WORK TO COMPLETE ::
Leaving out every picture, copy the lines of the material below exactly, from the line containing "Target: gray leggings" through the line containing "like point(499, 99)".

DATA SUPPLIED ::
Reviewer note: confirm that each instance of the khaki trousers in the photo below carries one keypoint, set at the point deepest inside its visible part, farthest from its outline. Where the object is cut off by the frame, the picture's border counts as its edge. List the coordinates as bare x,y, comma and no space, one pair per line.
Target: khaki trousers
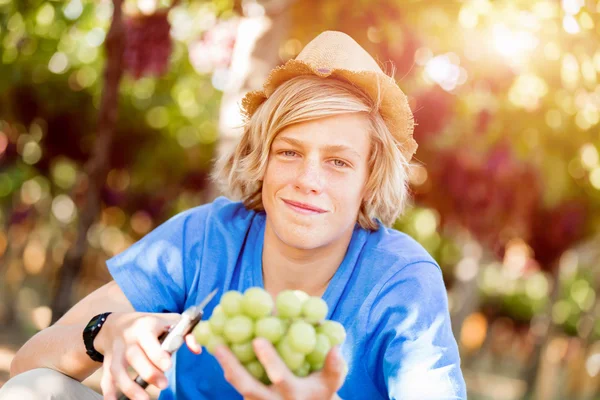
46,384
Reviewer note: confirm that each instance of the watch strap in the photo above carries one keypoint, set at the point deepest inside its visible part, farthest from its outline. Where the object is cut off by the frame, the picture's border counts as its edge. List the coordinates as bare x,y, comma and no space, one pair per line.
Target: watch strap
89,334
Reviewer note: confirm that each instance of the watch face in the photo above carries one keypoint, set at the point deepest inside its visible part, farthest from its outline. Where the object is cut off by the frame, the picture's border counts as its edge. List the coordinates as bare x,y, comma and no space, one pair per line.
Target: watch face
93,322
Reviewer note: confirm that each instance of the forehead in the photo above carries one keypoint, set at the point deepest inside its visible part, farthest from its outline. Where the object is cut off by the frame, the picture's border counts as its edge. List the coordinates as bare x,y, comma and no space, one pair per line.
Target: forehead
351,130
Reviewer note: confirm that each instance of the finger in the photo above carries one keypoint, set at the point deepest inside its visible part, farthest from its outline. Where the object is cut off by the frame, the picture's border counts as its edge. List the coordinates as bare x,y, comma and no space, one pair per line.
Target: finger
276,369
240,379
124,382
334,369
192,344
107,384
138,360
151,346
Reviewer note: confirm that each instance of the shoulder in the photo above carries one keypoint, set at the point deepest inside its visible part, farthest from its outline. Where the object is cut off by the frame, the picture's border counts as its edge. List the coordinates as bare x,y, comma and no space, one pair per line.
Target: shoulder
220,212
392,257
397,246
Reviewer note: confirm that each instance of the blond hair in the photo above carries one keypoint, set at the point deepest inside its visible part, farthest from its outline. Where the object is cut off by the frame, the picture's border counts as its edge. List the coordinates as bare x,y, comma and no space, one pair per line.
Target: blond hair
305,98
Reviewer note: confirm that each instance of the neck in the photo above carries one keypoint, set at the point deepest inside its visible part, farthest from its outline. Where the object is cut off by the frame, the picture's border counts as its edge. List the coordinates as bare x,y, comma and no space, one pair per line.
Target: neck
289,268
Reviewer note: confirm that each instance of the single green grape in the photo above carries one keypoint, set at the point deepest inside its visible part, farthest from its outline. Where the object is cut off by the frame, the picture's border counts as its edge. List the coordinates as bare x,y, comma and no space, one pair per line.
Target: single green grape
270,328
322,347
213,342
244,352
316,367
256,369
239,329
291,358
303,371
334,331
314,310
217,320
257,303
288,305
302,337
202,332
231,302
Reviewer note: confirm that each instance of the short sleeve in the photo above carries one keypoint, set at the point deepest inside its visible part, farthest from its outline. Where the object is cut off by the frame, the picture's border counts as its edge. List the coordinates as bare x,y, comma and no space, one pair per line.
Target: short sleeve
414,350
152,272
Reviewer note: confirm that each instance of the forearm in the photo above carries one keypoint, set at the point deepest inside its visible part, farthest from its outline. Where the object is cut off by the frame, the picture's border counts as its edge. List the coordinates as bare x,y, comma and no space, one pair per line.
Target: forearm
59,347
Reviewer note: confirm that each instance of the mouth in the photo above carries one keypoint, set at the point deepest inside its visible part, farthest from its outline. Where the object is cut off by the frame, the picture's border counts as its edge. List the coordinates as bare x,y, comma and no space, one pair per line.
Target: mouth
303,208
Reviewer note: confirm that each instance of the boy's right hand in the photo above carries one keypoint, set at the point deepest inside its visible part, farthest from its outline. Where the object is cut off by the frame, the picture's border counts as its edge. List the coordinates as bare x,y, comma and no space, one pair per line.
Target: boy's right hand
131,339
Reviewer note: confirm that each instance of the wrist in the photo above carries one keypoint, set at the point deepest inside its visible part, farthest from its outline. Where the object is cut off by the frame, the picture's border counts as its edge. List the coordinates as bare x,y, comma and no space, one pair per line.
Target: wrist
95,336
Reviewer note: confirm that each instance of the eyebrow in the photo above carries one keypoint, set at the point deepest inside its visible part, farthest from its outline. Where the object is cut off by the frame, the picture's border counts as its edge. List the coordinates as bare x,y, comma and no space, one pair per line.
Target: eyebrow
331,147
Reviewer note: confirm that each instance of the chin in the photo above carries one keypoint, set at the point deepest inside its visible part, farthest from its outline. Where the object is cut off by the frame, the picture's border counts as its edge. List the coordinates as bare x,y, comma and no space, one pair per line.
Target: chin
303,239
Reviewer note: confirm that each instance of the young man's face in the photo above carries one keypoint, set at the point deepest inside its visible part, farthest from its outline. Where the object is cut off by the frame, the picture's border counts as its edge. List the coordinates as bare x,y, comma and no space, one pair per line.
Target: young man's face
315,179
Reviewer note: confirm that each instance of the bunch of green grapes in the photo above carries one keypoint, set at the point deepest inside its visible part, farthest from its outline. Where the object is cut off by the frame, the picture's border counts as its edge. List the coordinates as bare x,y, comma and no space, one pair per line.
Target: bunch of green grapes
295,323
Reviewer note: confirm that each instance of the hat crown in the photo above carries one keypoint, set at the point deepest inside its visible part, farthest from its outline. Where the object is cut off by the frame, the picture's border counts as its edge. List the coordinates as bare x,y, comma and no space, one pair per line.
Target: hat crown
336,50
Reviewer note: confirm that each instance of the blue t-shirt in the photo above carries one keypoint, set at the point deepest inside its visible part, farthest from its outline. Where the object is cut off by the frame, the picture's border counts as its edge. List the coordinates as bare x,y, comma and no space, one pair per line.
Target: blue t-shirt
388,293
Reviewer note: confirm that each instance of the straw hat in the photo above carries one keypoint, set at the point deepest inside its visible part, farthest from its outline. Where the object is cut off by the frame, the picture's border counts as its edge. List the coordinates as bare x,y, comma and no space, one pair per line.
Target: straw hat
335,54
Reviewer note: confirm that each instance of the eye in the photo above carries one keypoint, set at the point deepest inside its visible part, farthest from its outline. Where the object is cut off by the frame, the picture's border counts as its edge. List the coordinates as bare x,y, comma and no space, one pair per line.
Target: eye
339,163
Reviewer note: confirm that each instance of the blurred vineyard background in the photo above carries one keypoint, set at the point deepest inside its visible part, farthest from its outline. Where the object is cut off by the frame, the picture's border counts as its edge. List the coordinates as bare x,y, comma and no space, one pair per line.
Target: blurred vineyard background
111,113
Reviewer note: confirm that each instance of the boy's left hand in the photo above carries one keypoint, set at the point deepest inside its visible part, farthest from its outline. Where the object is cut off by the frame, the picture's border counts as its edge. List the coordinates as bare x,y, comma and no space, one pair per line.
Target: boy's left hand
285,385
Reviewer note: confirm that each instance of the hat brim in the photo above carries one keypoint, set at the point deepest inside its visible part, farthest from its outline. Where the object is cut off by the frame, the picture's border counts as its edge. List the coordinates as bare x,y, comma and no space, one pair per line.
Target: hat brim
394,107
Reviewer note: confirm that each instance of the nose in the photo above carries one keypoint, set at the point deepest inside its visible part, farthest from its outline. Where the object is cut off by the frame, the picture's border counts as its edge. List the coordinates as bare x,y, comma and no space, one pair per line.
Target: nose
311,177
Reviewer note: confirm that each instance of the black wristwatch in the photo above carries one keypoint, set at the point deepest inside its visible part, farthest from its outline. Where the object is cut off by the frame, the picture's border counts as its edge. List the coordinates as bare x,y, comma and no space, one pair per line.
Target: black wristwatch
89,334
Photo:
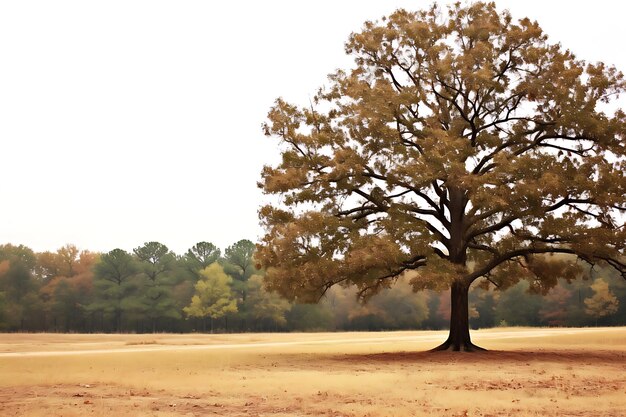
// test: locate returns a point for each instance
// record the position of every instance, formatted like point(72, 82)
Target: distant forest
point(152, 289)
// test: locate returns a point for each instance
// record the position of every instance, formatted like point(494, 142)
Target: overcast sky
point(128, 121)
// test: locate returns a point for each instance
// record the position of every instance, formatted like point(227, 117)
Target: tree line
point(152, 289)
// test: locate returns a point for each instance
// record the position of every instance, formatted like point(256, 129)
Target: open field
point(527, 372)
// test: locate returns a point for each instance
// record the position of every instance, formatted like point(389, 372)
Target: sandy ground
point(527, 372)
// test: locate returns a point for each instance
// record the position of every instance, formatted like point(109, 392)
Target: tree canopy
point(462, 145)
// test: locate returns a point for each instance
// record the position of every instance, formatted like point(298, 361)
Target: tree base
point(450, 346)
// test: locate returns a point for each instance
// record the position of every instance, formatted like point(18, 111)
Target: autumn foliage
point(461, 146)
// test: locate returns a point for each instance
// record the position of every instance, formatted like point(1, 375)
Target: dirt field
point(527, 372)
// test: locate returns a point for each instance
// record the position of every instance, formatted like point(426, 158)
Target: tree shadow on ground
point(490, 356)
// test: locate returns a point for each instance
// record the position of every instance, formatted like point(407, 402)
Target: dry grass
point(528, 372)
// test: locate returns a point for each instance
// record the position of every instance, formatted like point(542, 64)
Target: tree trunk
point(459, 337)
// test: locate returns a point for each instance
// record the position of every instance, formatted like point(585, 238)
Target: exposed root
point(458, 347)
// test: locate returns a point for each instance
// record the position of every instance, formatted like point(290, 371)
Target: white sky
point(128, 121)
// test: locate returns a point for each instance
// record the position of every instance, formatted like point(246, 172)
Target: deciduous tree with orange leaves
point(461, 146)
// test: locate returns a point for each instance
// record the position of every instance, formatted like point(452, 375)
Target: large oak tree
point(462, 145)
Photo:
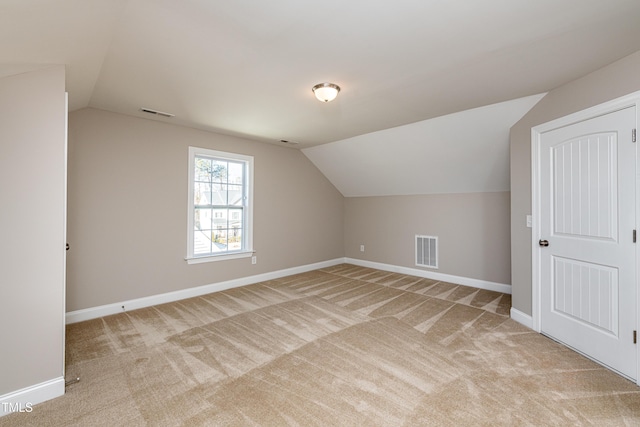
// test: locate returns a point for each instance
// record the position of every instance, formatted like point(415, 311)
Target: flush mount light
point(326, 92)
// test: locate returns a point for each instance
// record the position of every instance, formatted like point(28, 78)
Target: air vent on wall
point(156, 112)
point(427, 251)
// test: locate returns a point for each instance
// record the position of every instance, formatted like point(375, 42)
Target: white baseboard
point(119, 307)
point(23, 400)
point(520, 317)
point(466, 281)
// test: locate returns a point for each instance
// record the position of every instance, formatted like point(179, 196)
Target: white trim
point(225, 257)
point(119, 307)
point(108, 309)
point(520, 317)
point(630, 100)
point(247, 229)
point(32, 395)
point(459, 280)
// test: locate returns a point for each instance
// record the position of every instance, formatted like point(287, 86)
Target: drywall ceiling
point(246, 67)
point(429, 157)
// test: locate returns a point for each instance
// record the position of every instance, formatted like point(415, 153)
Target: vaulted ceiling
point(246, 67)
point(430, 88)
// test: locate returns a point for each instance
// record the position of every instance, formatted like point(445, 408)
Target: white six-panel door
point(587, 259)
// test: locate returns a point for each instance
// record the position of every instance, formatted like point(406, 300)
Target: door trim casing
point(631, 100)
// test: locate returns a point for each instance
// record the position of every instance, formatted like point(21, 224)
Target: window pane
point(202, 219)
point(219, 171)
point(219, 196)
point(235, 195)
point(202, 169)
point(219, 203)
point(219, 240)
point(202, 193)
point(235, 239)
point(201, 242)
point(236, 173)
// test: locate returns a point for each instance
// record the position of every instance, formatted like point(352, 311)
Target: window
point(220, 205)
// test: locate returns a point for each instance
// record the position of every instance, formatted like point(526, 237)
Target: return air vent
point(156, 112)
point(427, 251)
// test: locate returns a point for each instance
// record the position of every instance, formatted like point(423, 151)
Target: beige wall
point(32, 191)
point(472, 230)
point(128, 209)
point(618, 79)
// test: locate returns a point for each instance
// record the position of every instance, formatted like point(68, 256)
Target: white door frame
point(626, 101)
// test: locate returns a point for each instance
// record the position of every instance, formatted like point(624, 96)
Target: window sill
point(213, 258)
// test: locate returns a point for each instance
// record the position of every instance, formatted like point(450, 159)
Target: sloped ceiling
point(246, 67)
point(462, 152)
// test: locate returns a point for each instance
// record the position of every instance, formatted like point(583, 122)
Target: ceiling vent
point(156, 112)
point(427, 251)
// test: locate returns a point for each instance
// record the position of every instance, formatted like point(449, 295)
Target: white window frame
point(247, 233)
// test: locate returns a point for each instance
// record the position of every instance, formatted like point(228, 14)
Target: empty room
point(345, 213)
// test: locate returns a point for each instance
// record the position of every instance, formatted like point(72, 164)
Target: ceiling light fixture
point(326, 92)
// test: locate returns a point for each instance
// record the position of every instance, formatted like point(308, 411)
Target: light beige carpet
point(342, 346)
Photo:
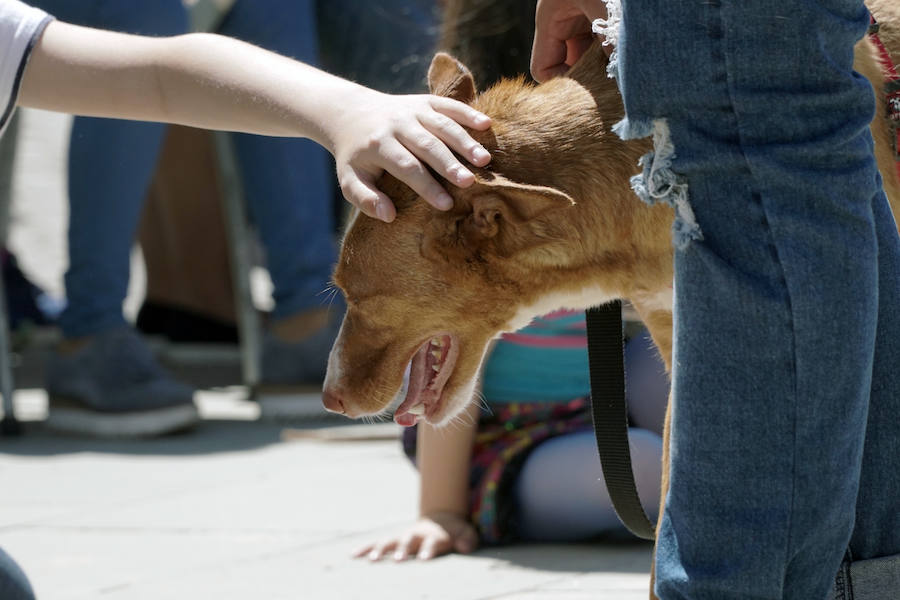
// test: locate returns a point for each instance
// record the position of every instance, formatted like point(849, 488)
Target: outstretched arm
point(215, 82)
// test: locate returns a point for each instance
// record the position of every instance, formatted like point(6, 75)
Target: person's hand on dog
point(404, 135)
point(431, 536)
point(562, 34)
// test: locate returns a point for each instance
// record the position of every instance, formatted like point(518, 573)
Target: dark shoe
point(13, 583)
point(113, 387)
point(26, 302)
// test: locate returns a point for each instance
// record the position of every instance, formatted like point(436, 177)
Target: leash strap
point(891, 87)
point(610, 413)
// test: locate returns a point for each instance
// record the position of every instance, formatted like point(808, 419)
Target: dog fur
point(551, 222)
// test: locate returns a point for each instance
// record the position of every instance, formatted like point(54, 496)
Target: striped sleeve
point(20, 27)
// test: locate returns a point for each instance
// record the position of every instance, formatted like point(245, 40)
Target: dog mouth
point(431, 367)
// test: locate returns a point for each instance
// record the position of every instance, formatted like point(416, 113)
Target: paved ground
point(238, 509)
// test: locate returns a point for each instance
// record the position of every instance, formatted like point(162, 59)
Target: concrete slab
point(232, 511)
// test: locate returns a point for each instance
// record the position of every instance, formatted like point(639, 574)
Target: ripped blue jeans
point(785, 449)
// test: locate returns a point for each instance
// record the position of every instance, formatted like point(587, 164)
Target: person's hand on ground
point(431, 536)
point(562, 34)
point(404, 135)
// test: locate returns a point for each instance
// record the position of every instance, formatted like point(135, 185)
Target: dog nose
point(333, 402)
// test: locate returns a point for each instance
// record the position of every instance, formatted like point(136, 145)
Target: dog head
point(431, 289)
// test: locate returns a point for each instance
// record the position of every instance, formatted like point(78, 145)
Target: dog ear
point(498, 199)
point(449, 77)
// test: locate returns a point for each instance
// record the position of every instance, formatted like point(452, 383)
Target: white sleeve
point(20, 27)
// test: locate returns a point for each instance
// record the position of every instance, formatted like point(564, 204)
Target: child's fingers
point(431, 150)
point(432, 547)
point(403, 165)
point(457, 138)
point(359, 190)
point(460, 112)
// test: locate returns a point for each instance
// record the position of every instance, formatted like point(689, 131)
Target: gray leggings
point(13, 582)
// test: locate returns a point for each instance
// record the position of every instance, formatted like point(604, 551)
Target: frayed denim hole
point(658, 183)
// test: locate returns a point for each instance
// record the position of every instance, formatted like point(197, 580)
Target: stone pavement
point(239, 508)
point(242, 509)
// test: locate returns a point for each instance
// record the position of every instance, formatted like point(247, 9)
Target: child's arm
point(215, 82)
point(443, 457)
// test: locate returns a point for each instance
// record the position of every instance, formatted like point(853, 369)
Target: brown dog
point(552, 222)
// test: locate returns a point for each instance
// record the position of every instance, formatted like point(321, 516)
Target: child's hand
point(562, 34)
point(431, 536)
point(380, 132)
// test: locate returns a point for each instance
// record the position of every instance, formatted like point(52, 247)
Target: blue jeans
point(785, 448)
point(288, 182)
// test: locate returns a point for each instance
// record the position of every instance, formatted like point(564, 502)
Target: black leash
point(607, 367)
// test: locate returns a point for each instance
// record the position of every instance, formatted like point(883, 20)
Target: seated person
point(522, 464)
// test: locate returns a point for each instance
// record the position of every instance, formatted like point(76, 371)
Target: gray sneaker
point(113, 387)
point(290, 385)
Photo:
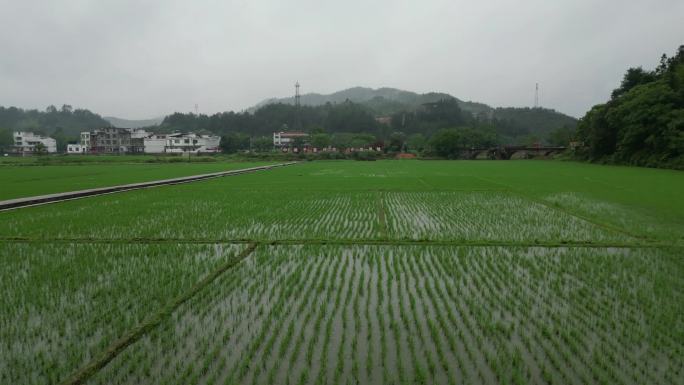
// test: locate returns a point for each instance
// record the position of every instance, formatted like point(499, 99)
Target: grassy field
point(388, 272)
point(22, 181)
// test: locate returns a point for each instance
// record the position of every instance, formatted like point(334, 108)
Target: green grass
point(466, 201)
point(364, 272)
point(65, 303)
point(21, 181)
point(481, 315)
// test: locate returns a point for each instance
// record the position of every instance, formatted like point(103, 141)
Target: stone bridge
point(508, 152)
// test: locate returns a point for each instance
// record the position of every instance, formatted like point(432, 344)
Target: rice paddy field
point(342, 272)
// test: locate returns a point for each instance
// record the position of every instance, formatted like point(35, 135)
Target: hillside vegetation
point(64, 124)
point(643, 122)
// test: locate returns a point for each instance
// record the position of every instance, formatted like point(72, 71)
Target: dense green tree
point(6, 140)
point(416, 142)
point(451, 142)
point(396, 142)
point(643, 122)
point(72, 121)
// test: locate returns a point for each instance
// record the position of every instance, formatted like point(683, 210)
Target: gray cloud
point(140, 59)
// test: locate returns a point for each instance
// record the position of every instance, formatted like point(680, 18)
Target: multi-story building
point(112, 140)
point(155, 144)
point(26, 143)
point(187, 143)
point(74, 149)
point(85, 141)
point(286, 139)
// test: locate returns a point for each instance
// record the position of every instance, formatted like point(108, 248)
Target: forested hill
point(643, 122)
point(513, 125)
point(383, 101)
point(65, 121)
point(131, 123)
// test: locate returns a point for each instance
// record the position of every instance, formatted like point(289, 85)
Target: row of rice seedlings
point(213, 213)
point(431, 315)
point(567, 362)
point(65, 303)
point(191, 344)
point(484, 216)
point(633, 321)
point(639, 222)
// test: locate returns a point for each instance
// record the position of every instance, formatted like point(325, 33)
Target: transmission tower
point(298, 119)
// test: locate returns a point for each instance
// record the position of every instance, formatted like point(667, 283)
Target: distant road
point(52, 198)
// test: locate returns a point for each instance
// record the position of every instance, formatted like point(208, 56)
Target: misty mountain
point(130, 123)
point(66, 120)
point(514, 124)
point(383, 101)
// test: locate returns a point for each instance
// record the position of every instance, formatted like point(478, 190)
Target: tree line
point(63, 124)
point(643, 122)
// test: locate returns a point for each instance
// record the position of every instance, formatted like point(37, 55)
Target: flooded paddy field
point(388, 272)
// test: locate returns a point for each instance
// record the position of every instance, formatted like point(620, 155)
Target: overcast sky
point(140, 59)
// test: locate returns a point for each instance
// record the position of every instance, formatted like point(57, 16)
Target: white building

WORKED SOLUTION ::
Target: gray leggings
point(13, 582)
// test: locate returns a point for each instance
// record the position of every instance, formatted like point(604, 551)
Target: frayed denim hole
point(658, 183)
// test: locate returns a point for each instance
// record the position of every instance, formatted like point(197, 580)
Target: stone pavement
point(239, 508)
point(242, 509)
// test: locate returns a point for each instance
// record the position of every instance, formatted like point(247, 9)
Target: child's arm
point(215, 82)
point(443, 457)
// test: locate returns a point for each instance
// record the position of every instance, formatted like point(853, 369)
Target: brown dog
point(552, 222)
// test: locate returns a point for each instance
// record the position of every instance, formatted like point(321, 516)
Target: child's hand
point(562, 34)
point(431, 536)
point(380, 132)
// test: locate returns a point for each instance
// record the position of every instance, formatted like point(52, 247)
Target: blue jeans
point(785, 448)
point(288, 182)
// test: locate returns a point for each instance
// record the position of every instance, formatted like point(564, 502)
Target: black leash
point(607, 367)
// test: locate returns a point for each instance
// record the position of every instance, formatted like point(883, 20)
Target: seated person
point(522, 464)
// test: locate returns a point for each instance
// record the position of every instance, formatted like point(76, 371)
Target: gray sneaker
point(113, 387)
point(290, 385)
Photo:
// test: locate returns a point for each instance
// record the position of every instance, formatted like point(499, 99)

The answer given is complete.